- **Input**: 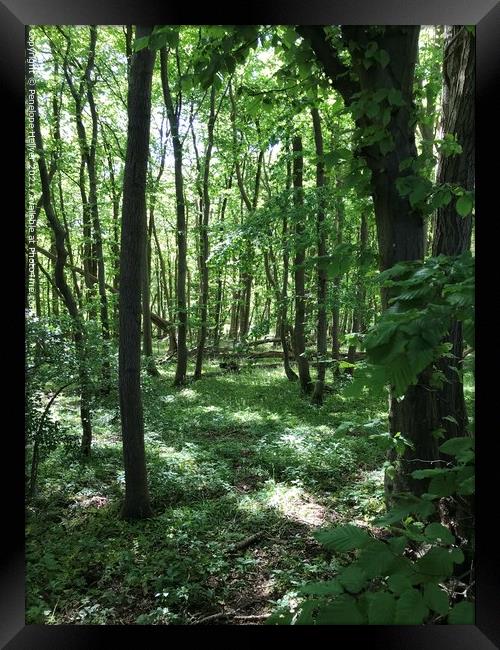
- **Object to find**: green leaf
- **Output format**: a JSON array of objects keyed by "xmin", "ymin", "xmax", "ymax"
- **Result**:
[
  {"xmin": 316, "ymin": 595, "xmax": 366, "ymax": 625},
  {"xmin": 424, "ymin": 582, "xmax": 450, "ymax": 616},
  {"xmin": 416, "ymin": 547, "xmax": 457, "ymax": 578},
  {"xmin": 439, "ymin": 436, "xmax": 474, "ymax": 456},
  {"xmin": 394, "ymin": 589, "xmax": 429, "ymax": 625},
  {"xmin": 313, "ymin": 524, "xmax": 370, "ymax": 552},
  {"xmin": 368, "ymin": 591, "xmax": 396, "ymax": 625},
  {"xmin": 387, "ymin": 573, "xmax": 412, "ymax": 594},
  {"xmin": 387, "ymin": 535, "xmax": 408, "ymax": 555},
  {"xmin": 338, "ymin": 565, "xmax": 366, "ymax": 594},
  {"xmin": 292, "ymin": 600, "xmax": 317, "ymax": 625},
  {"xmin": 358, "ymin": 539, "xmax": 394, "ymax": 578},
  {"xmin": 374, "ymin": 50, "xmax": 391, "ymax": 68},
  {"xmin": 387, "ymin": 88, "xmax": 405, "ymax": 106},
  {"xmin": 134, "ymin": 36, "xmax": 149, "ymax": 52},
  {"xmin": 448, "ymin": 601, "xmax": 475, "ymax": 625},
  {"xmin": 425, "ymin": 522, "xmax": 455, "ymax": 544}
]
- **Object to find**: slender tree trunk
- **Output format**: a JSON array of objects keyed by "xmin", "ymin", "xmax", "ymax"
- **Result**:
[
  {"xmin": 119, "ymin": 26, "xmax": 155, "ymax": 519},
  {"xmin": 29, "ymin": 82, "xmax": 92, "ymax": 458},
  {"xmin": 292, "ymin": 136, "xmax": 313, "ymax": 394},
  {"xmin": 160, "ymin": 48, "xmax": 188, "ymax": 386},
  {"xmin": 141, "ymin": 206, "xmax": 160, "ymax": 377},
  {"xmin": 311, "ymin": 108, "xmax": 328, "ymax": 406},
  {"xmin": 347, "ymin": 210, "xmax": 368, "ymax": 374},
  {"xmin": 194, "ymin": 86, "xmax": 215, "ymax": 379},
  {"xmin": 332, "ymin": 192, "xmax": 344, "ymax": 364},
  {"xmin": 84, "ymin": 25, "xmax": 111, "ymax": 394}
]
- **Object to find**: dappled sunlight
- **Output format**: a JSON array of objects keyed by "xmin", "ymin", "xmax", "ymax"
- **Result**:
[{"xmin": 238, "ymin": 480, "xmax": 334, "ymax": 528}]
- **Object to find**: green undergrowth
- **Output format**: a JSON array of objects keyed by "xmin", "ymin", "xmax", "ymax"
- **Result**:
[{"xmin": 27, "ymin": 365, "xmax": 398, "ymax": 624}]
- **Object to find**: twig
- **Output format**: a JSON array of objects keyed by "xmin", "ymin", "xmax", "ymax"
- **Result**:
[{"xmin": 230, "ymin": 531, "xmax": 264, "ymax": 553}]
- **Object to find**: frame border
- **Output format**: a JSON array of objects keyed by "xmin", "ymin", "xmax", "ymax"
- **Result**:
[{"xmin": 4, "ymin": 0, "xmax": 500, "ymax": 650}]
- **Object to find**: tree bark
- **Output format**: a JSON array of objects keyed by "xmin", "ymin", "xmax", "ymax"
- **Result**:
[
  {"xmin": 119, "ymin": 26, "xmax": 155, "ymax": 519},
  {"xmin": 194, "ymin": 86, "xmax": 215, "ymax": 379},
  {"xmin": 292, "ymin": 136, "xmax": 312, "ymax": 394},
  {"xmin": 29, "ymin": 77, "xmax": 92, "ymax": 458},
  {"xmin": 311, "ymin": 108, "xmax": 328, "ymax": 406},
  {"xmin": 160, "ymin": 48, "xmax": 188, "ymax": 386},
  {"xmin": 432, "ymin": 26, "xmax": 475, "ymax": 438}
]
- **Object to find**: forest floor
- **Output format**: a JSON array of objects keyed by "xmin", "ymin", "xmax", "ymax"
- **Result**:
[{"xmin": 26, "ymin": 354, "xmax": 472, "ymax": 624}]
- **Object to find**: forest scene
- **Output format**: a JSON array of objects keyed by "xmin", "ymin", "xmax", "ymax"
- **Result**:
[{"xmin": 25, "ymin": 25, "xmax": 475, "ymax": 625}]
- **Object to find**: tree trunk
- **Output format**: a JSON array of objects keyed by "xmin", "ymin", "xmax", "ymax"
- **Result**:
[
  {"xmin": 119, "ymin": 26, "xmax": 155, "ymax": 519},
  {"xmin": 160, "ymin": 48, "xmax": 188, "ymax": 386},
  {"xmin": 347, "ymin": 210, "xmax": 368, "ymax": 374},
  {"xmin": 194, "ymin": 86, "xmax": 215, "ymax": 379},
  {"xmin": 292, "ymin": 136, "xmax": 312, "ymax": 394},
  {"xmin": 28, "ymin": 79, "xmax": 92, "ymax": 458},
  {"xmin": 332, "ymin": 191, "xmax": 345, "ymax": 364},
  {"xmin": 432, "ymin": 26, "xmax": 475, "ymax": 438},
  {"xmin": 298, "ymin": 25, "xmax": 437, "ymax": 497},
  {"xmin": 311, "ymin": 108, "xmax": 328, "ymax": 406}
]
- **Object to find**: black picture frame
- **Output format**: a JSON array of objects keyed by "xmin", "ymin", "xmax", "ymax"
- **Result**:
[{"xmin": 4, "ymin": 0, "xmax": 500, "ymax": 650}]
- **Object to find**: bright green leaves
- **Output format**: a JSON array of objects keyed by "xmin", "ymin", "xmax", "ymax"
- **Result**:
[
  {"xmin": 314, "ymin": 524, "xmax": 370, "ymax": 552},
  {"xmin": 424, "ymin": 582, "xmax": 450, "ymax": 616},
  {"xmin": 456, "ymin": 192, "xmax": 474, "ymax": 217},
  {"xmin": 363, "ymin": 41, "xmax": 391, "ymax": 70},
  {"xmin": 424, "ymin": 522, "xmax": 455, "ymax": 544},
  {"xmin": 436, "ymin": 133, "xmax": 462, "ymax": 156},
  {"xmin": 396, "ymin": 175, "xmax": 432, "ymax": 208},
  {"xmin": 134, "ymin": 25, "xmax": 179, "ymax": 52},
  {"xmin": 346, "ymin": 253, "xmax": 474, "ymax": 396}
]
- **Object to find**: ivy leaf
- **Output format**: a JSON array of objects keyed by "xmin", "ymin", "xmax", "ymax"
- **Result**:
[
  {"xmin": 316, "ymin": 595, "xmax": 366, "ymax": 625},
  {"xmin": 338, "ymin": 565, "xmax": 366, "ymax": 594},
  {"xmin": 368, "ymin": 591, "xmax": 396, "ymax": 625},
  {"xmin": 424, "ymin": 522, "xmax": 455, "ymax": 544}
]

_Aim of the task_
Recast the data from the line with "- **Object to find**: bright green leaves" through the end of the data as a numbered list, leaving out any blank lines.

_Answer_
1. - **Object to find**: bright green leaves
2. - **Output format**: a JSON array of objects keyed by "xmin", "ymin", "xmax", "ymax"
3. - **Result**:
4. [
5.   {"xmin": 314, "ymin": 524, "xmax": 370, "ymax": 552},
6.   {"xmin": 424, "ymin": 582, "xmax": 450, "ymax": 616},
7.   {"xmin": 456, "ymin": 192, "xmax": 474, "ymax": 217},
8.   {"xmin": 363, "ymin": 41, "xmax": 391, "ymax": 70},
9.   {"xmin": 424, "ymin": 522, "xmax": 455, "ymax": 544},
10.   {"xmin": 436, "ymin": 133, "xmax": 462, "ymax": 156},
11.   {"xmin": 396, "ymin": 175, "xmax": 432, "ymax": 208},
12.   {"xmin": 134, "ymin": 25, "xmax": 179, "ymax": 52},
13.   {"xmin": 346, "ymin": 253, "xmax": 474, "ymax": 396}
14. ]
15. - **Object to find**: ivy leaf
16. - **Output format**: a JSON array of objects keyed by "xmin", "ymin", "xmax", "ymax"
17. - **Result**:
18. [
19.   {"xmin": 316, "ymin": 595, "xmax": 366, "ymax": 625},
20.   {"xmin": 338, "ymin": 565, "xmax": 366, "ymax": 594},
21.   {"xmin": 368, "ymin": 591, "xmax": 396, "ymax": 625},
22.   {"xmin": 424, "ymin": 522, "xmax": 455, "ymax": 544}
23. ]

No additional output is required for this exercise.